EXERCISE REQUIREMENTS:
Locate each line in the data below that contains the string "cricket", treating uppercase and lowercase as distinct, and copy those lines out.

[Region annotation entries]

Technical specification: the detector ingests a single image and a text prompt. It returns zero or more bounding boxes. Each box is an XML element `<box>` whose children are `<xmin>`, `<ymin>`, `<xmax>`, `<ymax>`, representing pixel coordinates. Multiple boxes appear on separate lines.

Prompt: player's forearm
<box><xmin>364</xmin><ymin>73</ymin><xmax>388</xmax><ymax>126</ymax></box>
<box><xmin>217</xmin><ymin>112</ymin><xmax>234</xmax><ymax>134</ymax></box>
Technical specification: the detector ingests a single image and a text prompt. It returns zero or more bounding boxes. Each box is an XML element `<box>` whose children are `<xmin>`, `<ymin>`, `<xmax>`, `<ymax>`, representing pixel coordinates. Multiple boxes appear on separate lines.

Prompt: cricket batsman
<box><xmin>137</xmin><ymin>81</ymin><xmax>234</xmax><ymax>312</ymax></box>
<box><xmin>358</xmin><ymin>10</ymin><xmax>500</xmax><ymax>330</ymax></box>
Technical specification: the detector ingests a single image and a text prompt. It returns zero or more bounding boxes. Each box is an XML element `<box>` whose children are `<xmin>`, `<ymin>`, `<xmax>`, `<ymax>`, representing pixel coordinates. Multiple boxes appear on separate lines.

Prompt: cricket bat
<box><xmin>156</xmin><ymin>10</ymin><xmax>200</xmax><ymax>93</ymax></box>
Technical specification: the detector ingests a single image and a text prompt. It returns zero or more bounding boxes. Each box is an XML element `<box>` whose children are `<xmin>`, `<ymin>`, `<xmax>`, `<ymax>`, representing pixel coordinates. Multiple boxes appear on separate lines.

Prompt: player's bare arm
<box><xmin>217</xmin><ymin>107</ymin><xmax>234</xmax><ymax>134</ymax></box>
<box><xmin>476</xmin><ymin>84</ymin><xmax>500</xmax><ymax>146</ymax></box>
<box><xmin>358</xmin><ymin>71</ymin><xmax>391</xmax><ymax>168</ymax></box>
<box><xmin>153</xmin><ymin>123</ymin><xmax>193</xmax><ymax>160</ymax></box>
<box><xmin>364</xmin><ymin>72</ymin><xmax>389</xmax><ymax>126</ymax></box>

...

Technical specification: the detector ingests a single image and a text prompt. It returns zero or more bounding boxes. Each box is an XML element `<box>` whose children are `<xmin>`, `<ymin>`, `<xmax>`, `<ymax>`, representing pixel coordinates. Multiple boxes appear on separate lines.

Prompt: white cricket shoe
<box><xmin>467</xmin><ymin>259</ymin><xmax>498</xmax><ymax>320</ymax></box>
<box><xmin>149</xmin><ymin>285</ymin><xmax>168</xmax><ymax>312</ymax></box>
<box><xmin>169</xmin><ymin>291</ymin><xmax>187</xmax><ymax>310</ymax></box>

---

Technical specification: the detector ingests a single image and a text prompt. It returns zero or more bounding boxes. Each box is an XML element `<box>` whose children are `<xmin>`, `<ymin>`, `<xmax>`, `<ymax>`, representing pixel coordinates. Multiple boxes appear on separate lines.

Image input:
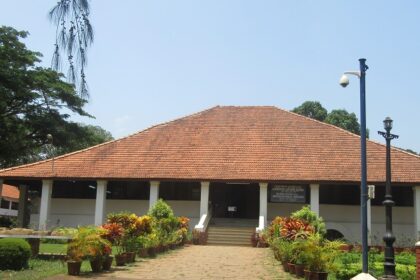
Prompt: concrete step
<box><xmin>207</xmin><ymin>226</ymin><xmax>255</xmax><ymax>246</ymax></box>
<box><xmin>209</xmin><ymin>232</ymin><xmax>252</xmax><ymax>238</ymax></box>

OUTPUT BELOW:
Prompt: cricket batsman
Prompt: cricket bat
Prompt: white cricket shoe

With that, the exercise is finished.